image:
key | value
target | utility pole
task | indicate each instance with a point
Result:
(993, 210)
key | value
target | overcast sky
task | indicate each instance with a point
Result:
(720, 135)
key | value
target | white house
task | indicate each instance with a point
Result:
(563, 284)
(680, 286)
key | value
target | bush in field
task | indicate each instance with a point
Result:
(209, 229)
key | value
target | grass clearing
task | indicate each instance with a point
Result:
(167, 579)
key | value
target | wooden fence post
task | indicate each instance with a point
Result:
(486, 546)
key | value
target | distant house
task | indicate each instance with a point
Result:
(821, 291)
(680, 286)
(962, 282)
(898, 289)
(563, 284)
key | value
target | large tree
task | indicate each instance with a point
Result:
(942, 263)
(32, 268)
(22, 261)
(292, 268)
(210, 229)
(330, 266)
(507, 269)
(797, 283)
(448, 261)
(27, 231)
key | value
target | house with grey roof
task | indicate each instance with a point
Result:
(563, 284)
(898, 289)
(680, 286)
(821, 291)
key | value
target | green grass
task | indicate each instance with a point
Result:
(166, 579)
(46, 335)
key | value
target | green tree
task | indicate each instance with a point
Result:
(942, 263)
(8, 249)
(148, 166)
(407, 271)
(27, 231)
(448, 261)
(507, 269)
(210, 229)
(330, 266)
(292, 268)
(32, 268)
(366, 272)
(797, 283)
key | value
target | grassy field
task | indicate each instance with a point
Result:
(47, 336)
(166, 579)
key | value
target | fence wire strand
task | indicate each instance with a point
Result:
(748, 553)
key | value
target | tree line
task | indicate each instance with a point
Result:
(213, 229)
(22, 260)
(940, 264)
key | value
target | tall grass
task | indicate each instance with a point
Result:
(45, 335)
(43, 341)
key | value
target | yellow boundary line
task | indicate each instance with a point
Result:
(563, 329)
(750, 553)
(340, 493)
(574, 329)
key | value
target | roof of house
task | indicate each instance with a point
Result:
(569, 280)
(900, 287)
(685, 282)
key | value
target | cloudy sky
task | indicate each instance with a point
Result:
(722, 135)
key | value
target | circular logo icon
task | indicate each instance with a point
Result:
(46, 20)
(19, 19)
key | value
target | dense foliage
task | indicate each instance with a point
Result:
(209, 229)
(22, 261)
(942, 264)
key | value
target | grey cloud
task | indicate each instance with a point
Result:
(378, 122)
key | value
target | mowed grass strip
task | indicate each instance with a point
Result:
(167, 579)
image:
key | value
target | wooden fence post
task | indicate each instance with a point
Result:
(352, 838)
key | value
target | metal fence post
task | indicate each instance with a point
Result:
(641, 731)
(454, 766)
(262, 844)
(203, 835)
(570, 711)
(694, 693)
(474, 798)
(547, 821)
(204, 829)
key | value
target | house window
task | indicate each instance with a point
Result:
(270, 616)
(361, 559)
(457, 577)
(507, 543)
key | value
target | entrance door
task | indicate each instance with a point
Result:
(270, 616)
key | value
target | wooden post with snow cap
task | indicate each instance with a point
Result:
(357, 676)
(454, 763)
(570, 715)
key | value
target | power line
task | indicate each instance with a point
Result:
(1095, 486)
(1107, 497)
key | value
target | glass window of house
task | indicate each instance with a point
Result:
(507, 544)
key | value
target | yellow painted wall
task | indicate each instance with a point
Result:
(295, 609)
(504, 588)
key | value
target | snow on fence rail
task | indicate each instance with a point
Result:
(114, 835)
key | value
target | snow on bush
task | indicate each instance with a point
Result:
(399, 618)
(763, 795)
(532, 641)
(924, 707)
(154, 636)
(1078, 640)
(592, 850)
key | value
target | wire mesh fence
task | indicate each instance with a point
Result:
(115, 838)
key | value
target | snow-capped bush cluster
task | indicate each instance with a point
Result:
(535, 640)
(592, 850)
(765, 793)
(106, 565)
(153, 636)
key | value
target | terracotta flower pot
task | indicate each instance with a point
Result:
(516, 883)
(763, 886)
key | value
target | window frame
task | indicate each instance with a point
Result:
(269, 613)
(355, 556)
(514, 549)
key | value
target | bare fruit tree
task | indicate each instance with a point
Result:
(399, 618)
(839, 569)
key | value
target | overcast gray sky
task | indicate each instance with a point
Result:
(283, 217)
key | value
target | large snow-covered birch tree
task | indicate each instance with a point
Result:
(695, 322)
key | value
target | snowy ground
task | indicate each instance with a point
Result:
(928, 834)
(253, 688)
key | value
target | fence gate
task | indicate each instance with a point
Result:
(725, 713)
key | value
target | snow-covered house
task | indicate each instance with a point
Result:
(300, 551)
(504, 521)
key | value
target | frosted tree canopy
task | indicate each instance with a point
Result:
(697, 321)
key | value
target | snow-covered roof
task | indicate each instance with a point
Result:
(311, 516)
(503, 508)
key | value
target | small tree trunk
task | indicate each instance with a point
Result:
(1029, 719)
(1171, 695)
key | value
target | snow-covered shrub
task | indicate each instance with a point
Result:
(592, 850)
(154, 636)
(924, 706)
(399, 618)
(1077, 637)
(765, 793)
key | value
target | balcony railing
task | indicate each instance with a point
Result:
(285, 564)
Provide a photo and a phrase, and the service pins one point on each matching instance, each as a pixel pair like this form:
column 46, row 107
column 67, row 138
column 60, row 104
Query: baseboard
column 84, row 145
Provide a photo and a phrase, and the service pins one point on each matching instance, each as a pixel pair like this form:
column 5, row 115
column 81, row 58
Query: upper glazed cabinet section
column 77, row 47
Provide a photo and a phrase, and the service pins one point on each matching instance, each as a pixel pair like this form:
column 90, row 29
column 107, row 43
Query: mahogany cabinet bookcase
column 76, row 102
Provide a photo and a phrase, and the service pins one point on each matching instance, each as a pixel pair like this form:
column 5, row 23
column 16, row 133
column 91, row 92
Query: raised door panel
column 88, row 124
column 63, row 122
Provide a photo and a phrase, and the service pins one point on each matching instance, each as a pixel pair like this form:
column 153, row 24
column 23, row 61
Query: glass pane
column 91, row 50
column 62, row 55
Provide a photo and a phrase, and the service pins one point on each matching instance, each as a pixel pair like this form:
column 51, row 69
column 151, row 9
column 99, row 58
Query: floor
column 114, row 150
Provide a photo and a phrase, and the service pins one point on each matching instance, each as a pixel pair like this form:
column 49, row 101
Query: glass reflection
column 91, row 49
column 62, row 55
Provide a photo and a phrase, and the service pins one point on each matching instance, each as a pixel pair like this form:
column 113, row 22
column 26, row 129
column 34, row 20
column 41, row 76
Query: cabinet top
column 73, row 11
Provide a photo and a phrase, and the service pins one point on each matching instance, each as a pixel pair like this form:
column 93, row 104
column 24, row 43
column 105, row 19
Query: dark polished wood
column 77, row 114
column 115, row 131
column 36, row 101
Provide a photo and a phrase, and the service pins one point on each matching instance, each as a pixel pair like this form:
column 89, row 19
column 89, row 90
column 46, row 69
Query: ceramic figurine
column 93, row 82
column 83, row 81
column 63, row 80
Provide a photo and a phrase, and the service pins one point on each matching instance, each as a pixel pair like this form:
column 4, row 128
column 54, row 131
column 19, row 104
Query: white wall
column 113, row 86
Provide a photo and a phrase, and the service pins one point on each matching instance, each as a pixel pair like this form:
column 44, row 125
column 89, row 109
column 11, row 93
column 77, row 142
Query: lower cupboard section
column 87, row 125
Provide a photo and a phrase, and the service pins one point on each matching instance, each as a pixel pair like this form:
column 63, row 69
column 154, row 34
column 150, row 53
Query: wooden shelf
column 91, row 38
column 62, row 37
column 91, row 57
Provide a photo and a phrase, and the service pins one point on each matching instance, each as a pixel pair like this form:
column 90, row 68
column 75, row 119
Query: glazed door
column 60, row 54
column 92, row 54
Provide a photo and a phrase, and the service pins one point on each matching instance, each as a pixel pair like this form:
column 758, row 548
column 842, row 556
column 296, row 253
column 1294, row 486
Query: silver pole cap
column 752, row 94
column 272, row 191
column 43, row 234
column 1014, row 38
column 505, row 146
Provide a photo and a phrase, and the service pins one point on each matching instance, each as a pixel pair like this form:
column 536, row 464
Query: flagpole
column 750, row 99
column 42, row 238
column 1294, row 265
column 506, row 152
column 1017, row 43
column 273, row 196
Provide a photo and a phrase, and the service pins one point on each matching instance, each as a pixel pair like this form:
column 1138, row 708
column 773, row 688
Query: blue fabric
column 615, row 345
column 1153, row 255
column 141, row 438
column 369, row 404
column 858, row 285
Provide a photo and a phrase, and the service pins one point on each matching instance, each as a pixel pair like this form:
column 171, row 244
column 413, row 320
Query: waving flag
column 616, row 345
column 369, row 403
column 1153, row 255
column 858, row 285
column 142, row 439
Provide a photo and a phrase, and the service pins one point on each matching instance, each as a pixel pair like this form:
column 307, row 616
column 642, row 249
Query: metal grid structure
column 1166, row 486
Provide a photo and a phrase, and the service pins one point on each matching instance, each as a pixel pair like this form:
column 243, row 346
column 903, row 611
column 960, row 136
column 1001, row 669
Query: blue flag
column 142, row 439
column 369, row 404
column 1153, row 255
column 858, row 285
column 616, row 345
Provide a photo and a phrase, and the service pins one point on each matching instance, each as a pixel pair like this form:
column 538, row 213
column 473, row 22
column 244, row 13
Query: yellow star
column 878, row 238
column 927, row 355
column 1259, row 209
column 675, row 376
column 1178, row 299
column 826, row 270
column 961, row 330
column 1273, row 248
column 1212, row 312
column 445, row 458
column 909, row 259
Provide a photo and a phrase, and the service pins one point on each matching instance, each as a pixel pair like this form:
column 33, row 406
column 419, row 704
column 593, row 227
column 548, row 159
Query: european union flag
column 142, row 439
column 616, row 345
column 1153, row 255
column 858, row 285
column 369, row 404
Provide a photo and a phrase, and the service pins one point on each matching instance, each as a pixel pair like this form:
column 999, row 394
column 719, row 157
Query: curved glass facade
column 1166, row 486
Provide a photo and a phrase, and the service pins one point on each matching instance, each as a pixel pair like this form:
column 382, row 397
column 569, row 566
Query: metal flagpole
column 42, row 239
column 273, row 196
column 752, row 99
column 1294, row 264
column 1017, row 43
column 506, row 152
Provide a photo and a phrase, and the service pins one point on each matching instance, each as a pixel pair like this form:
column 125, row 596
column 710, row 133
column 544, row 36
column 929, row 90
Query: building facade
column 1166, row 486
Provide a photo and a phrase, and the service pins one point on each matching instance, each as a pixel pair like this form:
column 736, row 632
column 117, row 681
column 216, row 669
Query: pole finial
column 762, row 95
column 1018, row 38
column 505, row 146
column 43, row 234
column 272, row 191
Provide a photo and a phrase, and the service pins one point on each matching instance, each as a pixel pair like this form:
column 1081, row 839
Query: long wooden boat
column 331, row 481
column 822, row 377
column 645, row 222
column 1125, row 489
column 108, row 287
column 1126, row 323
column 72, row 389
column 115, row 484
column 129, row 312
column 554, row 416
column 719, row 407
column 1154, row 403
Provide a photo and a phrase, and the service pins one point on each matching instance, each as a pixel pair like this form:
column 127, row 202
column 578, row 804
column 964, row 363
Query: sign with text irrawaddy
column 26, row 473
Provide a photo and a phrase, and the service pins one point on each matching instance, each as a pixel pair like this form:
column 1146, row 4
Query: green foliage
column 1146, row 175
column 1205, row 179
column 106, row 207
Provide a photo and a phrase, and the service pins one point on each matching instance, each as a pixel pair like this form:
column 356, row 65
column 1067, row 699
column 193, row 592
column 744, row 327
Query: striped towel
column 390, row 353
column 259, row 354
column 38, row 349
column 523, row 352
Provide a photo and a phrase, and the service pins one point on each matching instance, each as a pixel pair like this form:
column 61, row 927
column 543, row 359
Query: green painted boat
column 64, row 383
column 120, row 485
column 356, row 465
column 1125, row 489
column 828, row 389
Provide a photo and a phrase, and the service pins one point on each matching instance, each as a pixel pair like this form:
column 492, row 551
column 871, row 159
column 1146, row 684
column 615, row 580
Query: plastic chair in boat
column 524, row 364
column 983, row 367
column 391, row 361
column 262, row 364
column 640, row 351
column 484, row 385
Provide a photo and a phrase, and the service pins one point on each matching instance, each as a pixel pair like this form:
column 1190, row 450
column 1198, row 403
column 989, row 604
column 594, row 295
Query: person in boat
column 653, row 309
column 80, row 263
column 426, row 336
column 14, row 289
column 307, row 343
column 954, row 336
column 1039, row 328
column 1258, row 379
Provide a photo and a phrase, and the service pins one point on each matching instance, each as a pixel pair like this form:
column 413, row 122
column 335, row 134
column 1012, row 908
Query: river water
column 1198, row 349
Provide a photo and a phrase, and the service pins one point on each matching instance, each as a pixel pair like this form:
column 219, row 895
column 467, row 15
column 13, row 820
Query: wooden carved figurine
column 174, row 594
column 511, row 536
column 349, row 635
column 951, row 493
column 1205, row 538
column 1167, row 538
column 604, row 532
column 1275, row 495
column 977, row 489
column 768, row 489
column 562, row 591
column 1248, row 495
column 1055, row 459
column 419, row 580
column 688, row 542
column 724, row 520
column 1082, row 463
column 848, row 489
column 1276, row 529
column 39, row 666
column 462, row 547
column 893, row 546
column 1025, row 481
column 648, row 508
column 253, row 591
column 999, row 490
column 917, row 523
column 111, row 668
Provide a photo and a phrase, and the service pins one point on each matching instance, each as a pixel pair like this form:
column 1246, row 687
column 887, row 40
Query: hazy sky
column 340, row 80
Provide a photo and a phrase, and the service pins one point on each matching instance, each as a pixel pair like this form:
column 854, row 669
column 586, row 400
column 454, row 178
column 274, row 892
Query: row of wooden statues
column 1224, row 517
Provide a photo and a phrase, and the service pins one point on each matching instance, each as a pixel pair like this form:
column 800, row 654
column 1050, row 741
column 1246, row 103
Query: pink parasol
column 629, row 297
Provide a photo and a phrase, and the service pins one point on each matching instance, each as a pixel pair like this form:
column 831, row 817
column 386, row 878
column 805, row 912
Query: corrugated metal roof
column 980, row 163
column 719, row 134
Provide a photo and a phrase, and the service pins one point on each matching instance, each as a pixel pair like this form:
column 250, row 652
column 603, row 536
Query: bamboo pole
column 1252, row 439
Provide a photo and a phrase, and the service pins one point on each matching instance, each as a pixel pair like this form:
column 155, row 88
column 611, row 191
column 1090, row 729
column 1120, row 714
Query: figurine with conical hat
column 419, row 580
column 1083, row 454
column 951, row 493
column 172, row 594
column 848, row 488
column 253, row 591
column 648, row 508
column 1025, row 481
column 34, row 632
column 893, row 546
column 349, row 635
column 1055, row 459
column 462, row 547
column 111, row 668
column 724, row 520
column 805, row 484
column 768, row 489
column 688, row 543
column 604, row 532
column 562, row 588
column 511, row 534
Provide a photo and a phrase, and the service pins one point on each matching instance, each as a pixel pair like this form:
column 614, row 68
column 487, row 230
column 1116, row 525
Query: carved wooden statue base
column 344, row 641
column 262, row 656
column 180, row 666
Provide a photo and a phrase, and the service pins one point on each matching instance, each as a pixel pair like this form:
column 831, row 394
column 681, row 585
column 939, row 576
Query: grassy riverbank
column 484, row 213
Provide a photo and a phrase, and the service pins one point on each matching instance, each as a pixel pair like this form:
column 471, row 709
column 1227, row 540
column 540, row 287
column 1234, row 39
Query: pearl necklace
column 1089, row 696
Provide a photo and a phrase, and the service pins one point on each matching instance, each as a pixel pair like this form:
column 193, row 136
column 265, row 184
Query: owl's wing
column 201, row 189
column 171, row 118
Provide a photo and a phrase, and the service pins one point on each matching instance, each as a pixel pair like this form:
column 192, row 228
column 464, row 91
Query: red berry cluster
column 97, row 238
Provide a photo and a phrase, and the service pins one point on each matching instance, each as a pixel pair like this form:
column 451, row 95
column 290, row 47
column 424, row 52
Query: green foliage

TASK DESCRIPTION
Determine how many lines of the records contain the string "post", treating uppercase and lowercase letters as distinct. Reply with that number alone.

THE COMPLETED TASK
4